Give back the entire listing verbatim.

======== Entries

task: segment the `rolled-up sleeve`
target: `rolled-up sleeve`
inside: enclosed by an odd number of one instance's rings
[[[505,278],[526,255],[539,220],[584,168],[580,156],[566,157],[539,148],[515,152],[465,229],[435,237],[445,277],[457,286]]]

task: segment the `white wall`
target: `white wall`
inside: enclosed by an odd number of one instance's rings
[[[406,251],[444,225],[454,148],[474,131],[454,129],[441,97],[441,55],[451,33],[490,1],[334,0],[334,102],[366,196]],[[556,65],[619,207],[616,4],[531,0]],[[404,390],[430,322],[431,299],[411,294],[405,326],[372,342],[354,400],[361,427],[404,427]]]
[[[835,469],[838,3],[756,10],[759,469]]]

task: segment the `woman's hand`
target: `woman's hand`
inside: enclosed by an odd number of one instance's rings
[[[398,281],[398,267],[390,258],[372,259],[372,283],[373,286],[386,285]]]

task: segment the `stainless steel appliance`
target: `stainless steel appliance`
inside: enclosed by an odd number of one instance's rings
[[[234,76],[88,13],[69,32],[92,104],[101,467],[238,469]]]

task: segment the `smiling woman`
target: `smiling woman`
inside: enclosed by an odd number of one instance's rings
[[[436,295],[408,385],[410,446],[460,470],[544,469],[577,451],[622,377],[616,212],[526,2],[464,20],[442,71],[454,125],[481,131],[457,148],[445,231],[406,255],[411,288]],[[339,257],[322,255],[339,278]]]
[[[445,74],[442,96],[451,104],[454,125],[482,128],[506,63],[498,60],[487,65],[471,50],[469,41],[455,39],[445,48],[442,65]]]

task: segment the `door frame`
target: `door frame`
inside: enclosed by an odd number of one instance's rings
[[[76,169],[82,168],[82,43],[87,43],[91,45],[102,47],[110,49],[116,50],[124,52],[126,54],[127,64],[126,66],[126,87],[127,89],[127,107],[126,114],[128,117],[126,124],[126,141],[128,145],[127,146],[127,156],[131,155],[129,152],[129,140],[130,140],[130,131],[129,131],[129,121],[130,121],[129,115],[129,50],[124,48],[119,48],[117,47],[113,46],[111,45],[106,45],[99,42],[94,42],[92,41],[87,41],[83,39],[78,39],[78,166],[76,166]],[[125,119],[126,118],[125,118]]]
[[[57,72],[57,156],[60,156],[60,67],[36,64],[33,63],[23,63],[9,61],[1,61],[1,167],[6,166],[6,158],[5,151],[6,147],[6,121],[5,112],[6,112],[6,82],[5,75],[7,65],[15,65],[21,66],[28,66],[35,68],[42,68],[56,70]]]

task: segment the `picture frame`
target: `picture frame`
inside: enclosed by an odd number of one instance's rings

================

#### Output for this exercise:
task: segment the `rolled-up sleeve`
target: `rolled-up sleeve`
inside: enclosed by an odd number of one instance's rings
[[[505,278],[526,255],[539,220],[584,168],[580,156],[566,157],[539,148],[515,152],[465,229],[435,237],[445,277],[457,286]]]

task: segment the `white wall`
target: `white wall`
inside: enclosed by an odd number of one instance's rings
[[[406,251],[444,225],[454,148],[474,131],[454,129],[441,97],[441,55],[451,33],[490,1],[334,0],[334,102],[366,196]],[[556,65],[619,207],[616,4],[531,0]],[[404,390],[430,322],[431,299],[411,294],[405,326],[372,342],[354,400],[361,427],[404,427]]]
[[[835,469],[838,3],[756,10],[759,469]]]

task: segment the `woman's hand`
target: `woman's hand`
inside: enclosed by an odd number of one instance's rings
[[[398,281],[398,267],[390,258],[372,259],[372,283],[373,286],[386,285]]]

task: segment the `stainless steel appliance`
target: `stainless steel appliance`
inside: enclosed by an odd number of one instance's rings
[[[234,76],[88,13],[69,32],[92,104],[101,467],[238,469]]]

task: segment the `smiling woman`
target: `smiling woman`
inside: enclosed by an odd number of one instance's rings
[[[436,295],[408,385],[410,446],[460,470],[544,469],[577,451],[622,377],[616,212],[526,2],[464,20],[442,71],[454,125],[481,131],[457,148],[445,231],[406,255],[411,288]],[[339,257],[322,255],[339,278]]]
[[[445,74],[442,96],[451,104],[454,125],[482,128],[506,63],[498,60],[487,65],[471,50],[469,41],[455,39],[445,48],[442,65]]]

task: segment the `door frame`
target: `door frame`
inside: enclosed by an odd number of one instance's rings
[[[76,169],[82,168],[82,43],[87,43],[91,45],[102,47],[110,49],[116,50],[124,52],[126,54],[127,64],[126,66],[126,87],[127,89],[127,107],[126,114],[128,117],[126,124],[126,141],[128,145],[127,146],[127,156],[131,155],[129,152],[129,140],[130,140],[130,131],[129,131],[129,121],[130,121],[129,115],[129,50],[124,48],[119,48],[117,47],[113,46],[111,45],[106,45],[99,42],[94,42],[92,41],[87,41],[83,39],[78,39],[78,166],[76,166]],[[125,119],[126,118],[125,118]]]
[[[57,72],[57,156],[60,156],[60,67],[36,64],[33,63],[23,63],[9,61],[1,61],[1,167],[6,166],[6,158],[5,151],[6,147],[6,121],[5,112],[6,112],[6,82],[5,75],[7,65],[15,65],[21,66],[28,66],[35,68],[42,68],[56,70]]]

task: segment the `picture frame`
target: `picture frame`
inside: enclosed by an odd number of one instance's rings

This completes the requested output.